Work to complete => Pick up the film review of Gringo where it stops and keep writing it.

Excerpted passage =>

Release Date: March 9, 2018
Cast: David Oyelowo, Joel Edgerton, Charlize  Theron, Sharlto Copley
Director: Nash Edgerton
Studio: Denver & Delilah Productions, Blue-Tongue FIlms
Distributor: Amazon Studios
IMDB | Rotten Tomatoes | Wikipedia

Spoilers: Mild

Rating:
Gringo so desperately wants to be better. It’s trying. You can see it. It has a large cast of good actors. It has jokes, production value, a writer who made this same movie but better before (Matthew Stone’s Big Trouble). But with all of that, it just can’t seem to bring it all together and get it firing on all cylinders.

Harold Soyinka is middle management at his friend’s pharmaceutical company, trying to live his best life. But his friend isn’t much of a friend, his job isn’t quite so stable, and his wife, well she’s not quite there. So when Harold has to go down to Mexico for a business trip, he’s happy to do his part.

Instead of a simple check-in, he becomes the target for a cartel leader, a former mercenary, and various ne’er-do-wells. Meanwhile, a couple of guitar shop clerks who are looking to make $20k are on their own adventure south of the border to find drugs for their dealer friend to replicate. Those drugs are manufactured by Harold’s company. Go figure. Over the course of 110 minutes, these various characters bump into and against each other as they all try to get what they want, usually drugs or money.

Record excerpts =>
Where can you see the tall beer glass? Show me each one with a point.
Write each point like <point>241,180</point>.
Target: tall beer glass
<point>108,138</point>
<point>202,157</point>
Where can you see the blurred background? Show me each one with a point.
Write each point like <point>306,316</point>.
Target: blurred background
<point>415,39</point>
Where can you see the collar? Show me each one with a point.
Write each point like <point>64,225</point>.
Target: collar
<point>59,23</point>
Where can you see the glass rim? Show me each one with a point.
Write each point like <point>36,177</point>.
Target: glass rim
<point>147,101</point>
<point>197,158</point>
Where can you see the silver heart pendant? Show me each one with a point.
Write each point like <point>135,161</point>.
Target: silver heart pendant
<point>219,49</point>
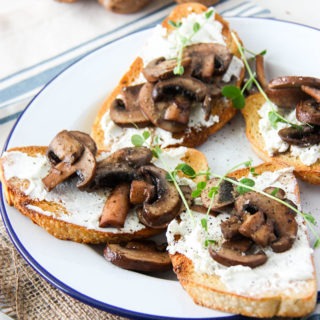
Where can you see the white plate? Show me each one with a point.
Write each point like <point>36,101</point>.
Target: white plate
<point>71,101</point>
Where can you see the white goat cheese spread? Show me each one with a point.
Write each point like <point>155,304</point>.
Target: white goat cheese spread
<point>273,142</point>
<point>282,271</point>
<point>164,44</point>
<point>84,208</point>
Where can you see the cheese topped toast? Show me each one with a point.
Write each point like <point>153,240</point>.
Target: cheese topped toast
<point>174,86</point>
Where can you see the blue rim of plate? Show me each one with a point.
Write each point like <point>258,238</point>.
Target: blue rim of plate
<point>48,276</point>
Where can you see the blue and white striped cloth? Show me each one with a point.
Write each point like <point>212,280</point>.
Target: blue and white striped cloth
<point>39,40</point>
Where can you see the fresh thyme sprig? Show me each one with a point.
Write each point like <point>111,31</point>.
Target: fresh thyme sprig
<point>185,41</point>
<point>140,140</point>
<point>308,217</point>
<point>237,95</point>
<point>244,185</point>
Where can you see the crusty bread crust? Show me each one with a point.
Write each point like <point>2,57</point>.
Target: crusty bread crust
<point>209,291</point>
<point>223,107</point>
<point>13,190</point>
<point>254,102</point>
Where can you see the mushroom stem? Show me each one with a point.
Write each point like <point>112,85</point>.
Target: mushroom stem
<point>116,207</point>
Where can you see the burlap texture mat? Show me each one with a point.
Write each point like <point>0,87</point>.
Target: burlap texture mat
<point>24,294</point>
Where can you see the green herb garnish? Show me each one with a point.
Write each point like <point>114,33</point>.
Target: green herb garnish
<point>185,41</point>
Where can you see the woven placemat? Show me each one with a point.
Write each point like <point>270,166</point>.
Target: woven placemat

Result of this exercise =>
Where the movie hopes to succeed is in that crisscrossing of paths to tell a story through many different sets of eyes and how they ‘unexpectedly’ crash into each other – sometimes literally. I put quotes around unexpectedly because, really, there is very little that comes as a surprise in this movie, aside from the casting of folks like Thandie Newton in a completely unneeded role with a total of maybe 4 minutes screentime.

This is one of those movies where you can see the promise. You can see how the pieces might better fit together to create that madcap comedy. Unfortunately, it has too much superfluous padding throughout.

For instance, there is a moment between Harold and Mitch, the ex-mercenary (also the brother of the boss Rich) played by Sharlto Copley, and things are getting tense. Now, they are arguing about Judas and Peter and how Christianity represents the two when seemingly out of nowhere Mitch is struck by a car (driven by two Mexican locals who want to kidnap Harold) and sent flying. Or at least, the movie hopes for that. Instead, we see Copley circling around Harold and moving into the street, telegraphing this ‘surprise’ and we know immediately, ‘He’s about to be hit by a car.’ Then you watch the rest of this scene waiting for the inevitable.

In a way, that’s how the whole movie feels. You know where it’s going, you’re just sitting waiting for the inevitable.